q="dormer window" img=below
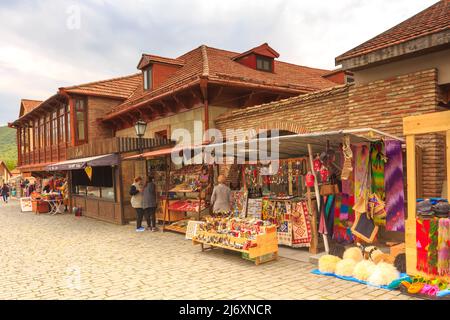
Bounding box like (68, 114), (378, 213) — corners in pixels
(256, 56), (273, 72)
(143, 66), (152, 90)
□ □ □ □ □
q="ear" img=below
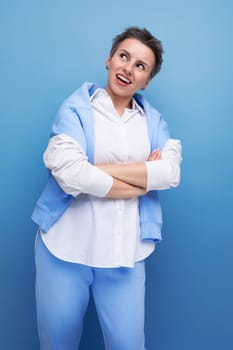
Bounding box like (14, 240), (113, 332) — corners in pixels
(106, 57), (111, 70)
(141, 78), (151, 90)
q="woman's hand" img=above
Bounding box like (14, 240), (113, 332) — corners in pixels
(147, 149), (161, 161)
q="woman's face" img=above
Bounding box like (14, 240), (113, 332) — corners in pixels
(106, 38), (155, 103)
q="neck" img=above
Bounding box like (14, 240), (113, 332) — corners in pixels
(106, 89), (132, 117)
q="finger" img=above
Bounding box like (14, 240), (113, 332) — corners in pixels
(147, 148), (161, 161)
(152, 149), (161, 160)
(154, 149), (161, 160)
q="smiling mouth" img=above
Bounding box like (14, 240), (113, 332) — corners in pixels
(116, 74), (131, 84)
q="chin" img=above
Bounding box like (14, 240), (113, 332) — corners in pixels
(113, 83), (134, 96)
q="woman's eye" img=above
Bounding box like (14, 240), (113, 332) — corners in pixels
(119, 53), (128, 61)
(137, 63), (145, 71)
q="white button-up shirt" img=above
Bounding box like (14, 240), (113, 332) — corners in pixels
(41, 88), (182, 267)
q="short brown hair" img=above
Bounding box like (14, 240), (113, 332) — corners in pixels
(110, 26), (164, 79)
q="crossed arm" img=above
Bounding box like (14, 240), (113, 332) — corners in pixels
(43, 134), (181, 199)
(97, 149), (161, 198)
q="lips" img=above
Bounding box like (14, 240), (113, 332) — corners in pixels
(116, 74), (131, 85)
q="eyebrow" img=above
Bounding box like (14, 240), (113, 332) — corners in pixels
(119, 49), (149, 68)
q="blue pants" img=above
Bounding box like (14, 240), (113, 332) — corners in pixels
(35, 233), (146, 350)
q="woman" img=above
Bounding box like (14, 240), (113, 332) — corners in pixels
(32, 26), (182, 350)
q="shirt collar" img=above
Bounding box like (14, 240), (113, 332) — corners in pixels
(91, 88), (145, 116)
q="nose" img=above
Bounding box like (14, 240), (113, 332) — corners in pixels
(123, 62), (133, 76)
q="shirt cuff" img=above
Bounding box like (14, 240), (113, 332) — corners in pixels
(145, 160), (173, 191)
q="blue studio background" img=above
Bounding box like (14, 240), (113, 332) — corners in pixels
□ □ □ □ □
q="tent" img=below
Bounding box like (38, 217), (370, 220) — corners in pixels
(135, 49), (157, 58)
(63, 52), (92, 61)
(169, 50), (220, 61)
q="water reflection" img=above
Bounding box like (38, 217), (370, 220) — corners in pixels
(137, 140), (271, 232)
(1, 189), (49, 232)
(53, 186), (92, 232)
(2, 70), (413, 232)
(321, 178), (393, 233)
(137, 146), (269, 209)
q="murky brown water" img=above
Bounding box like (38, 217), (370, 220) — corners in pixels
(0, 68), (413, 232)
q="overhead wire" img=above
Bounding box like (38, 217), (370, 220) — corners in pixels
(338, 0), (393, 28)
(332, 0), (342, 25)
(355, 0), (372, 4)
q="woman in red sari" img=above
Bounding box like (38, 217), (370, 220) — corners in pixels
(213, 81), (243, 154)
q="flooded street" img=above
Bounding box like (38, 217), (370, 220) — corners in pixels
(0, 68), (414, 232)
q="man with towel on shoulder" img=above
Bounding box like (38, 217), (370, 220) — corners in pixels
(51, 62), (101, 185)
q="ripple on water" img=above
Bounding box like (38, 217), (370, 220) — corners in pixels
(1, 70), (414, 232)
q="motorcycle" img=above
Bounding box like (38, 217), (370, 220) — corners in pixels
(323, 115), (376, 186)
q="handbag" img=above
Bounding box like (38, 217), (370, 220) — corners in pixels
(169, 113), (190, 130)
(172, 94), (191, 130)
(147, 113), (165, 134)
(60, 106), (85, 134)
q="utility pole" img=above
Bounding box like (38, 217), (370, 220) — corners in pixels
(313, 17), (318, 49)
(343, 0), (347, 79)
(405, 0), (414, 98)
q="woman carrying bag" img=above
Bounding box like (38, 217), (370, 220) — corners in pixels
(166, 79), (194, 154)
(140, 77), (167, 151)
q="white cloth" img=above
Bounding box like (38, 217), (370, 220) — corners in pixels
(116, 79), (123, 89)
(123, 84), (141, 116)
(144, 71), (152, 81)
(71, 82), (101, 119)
□ □ □ □ □
WHAT IS REQUIRED:
A single figure is required: the number of lines in the data above in which the word "white" appears.

REPLY:
2